::: Exercise input

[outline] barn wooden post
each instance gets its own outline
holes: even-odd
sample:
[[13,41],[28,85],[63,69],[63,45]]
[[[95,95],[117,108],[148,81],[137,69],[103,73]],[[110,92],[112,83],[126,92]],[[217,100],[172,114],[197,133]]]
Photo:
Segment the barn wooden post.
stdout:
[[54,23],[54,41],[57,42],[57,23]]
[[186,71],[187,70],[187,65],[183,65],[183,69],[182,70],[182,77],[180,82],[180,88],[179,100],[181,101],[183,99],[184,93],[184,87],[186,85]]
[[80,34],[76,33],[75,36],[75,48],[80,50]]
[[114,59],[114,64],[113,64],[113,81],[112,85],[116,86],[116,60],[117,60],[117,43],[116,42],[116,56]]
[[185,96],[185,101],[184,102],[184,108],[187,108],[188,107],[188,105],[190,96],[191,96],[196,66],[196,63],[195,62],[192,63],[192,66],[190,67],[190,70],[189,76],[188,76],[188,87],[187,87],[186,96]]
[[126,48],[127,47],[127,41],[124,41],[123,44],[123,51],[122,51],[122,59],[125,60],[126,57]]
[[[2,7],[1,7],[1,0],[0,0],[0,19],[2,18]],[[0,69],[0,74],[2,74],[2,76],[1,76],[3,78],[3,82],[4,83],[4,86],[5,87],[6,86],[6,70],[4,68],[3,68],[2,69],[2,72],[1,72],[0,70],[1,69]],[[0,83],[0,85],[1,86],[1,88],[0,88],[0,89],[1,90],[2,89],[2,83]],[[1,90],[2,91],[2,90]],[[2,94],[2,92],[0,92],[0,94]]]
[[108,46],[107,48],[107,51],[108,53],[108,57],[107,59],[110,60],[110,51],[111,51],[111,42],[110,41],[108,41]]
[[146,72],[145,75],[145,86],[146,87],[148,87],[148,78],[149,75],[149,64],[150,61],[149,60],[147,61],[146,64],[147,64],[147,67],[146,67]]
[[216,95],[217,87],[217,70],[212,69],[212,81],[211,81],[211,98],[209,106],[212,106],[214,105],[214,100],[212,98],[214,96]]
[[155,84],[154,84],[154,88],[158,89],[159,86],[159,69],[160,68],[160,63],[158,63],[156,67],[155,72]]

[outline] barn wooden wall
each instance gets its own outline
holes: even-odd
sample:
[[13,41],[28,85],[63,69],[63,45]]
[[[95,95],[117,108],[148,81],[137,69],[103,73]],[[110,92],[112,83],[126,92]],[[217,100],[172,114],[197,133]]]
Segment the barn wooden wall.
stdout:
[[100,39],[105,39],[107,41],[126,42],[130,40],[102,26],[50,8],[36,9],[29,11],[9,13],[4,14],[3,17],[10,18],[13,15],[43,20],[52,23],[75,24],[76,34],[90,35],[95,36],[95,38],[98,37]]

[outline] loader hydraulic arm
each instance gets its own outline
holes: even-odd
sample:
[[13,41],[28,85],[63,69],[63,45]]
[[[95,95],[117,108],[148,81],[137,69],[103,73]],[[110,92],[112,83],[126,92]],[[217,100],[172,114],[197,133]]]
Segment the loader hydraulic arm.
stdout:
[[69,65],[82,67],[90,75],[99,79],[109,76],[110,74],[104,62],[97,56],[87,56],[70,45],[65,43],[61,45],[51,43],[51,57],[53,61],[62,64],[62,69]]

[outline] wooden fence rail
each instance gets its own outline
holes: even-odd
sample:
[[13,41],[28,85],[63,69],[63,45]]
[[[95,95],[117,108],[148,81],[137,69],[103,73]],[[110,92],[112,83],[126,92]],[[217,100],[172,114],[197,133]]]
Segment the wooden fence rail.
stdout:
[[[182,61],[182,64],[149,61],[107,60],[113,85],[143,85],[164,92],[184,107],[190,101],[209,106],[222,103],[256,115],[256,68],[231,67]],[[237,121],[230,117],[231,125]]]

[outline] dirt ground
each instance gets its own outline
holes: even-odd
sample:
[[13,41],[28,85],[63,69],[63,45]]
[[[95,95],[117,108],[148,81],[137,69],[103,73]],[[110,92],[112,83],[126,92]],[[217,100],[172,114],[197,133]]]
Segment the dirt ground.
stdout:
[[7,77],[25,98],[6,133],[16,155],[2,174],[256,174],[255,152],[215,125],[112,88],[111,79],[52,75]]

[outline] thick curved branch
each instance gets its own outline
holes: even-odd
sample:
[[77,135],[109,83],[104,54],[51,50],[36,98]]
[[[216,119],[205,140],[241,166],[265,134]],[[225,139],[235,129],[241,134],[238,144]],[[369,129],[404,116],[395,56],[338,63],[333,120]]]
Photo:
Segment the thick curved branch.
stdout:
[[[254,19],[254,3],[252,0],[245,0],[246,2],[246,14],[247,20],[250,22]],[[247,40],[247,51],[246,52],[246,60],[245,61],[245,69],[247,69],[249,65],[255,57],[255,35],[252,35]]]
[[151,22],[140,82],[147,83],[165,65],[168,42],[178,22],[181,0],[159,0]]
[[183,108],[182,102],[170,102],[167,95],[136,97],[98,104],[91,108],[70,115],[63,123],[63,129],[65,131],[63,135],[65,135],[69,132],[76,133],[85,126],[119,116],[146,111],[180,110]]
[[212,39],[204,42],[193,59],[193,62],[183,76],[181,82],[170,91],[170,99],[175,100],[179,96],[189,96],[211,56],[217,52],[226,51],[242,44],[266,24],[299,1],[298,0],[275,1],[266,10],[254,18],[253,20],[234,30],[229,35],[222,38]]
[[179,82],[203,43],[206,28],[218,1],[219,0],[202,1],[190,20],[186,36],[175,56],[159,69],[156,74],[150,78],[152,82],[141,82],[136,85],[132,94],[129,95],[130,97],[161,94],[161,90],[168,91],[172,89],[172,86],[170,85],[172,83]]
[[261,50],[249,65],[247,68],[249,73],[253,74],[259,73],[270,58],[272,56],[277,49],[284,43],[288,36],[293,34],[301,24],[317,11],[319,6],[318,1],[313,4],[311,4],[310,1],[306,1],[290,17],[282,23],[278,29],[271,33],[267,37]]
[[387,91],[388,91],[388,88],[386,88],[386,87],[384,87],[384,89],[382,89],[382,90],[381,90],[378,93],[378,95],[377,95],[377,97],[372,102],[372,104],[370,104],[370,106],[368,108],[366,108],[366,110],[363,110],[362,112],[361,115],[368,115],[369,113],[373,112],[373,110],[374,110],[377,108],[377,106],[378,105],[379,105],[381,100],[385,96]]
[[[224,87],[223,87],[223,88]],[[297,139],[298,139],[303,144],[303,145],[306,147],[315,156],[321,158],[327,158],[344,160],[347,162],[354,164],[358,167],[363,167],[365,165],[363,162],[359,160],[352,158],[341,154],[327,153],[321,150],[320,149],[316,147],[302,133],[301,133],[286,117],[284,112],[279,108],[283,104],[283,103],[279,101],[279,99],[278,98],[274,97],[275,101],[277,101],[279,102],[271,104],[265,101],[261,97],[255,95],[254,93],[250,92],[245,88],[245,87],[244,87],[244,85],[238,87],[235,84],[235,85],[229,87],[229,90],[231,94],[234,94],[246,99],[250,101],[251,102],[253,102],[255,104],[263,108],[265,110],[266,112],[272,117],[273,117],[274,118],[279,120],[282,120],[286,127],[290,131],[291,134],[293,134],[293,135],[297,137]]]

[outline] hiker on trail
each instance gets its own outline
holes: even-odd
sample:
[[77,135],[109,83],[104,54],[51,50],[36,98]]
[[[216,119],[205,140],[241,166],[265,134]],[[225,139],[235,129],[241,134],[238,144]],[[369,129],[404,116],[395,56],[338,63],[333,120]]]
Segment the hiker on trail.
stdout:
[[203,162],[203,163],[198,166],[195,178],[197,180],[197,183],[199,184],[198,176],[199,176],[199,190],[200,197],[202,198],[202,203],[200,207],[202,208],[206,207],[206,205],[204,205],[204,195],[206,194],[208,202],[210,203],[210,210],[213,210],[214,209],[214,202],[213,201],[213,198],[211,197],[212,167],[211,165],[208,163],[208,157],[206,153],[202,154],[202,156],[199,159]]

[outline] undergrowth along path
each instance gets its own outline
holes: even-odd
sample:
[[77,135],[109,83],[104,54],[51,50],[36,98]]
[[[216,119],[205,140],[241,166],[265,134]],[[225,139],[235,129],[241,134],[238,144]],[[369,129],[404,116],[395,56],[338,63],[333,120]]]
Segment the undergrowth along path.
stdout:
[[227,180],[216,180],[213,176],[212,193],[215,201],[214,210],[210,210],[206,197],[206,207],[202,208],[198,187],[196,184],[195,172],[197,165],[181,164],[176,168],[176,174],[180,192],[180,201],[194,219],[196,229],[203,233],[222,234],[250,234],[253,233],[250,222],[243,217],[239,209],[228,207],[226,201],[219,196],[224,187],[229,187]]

::::::

Return exactly the lines from the line bearing "[outline] undergrowth along path" to the end of the records, inclusive of both; include no other lines.

[outline] undergrowth along path
each instance gets its own outline
holes: even-odd
sample:
[[77,135],[109,83],[104,54],[51,50],[36,98]]
[[[216,119],[205,140],[241,166],[265,134]],[[225,139],[235,129],[241,134],[238,144]],[[369,129],[404,116],[395,56],[338,63],[333,120]]]
Segment the undergrowth along path.
stdout:
[[227,180],[216,180],[213,176],[212,193],[215,201],[214,210],[210,210],[206,197],[206,207],[202,208],[198,187],[196,184],[195,172],[197,165],[181,164],[176,168],[176,174],[180,192],[180,201],[194,219],[196,229],[203,233],[222,234],[250,234],[253,233],[250,222],[243,217],[239,209],[228,207],[226,201],[219,196],[224,187],[229,187]]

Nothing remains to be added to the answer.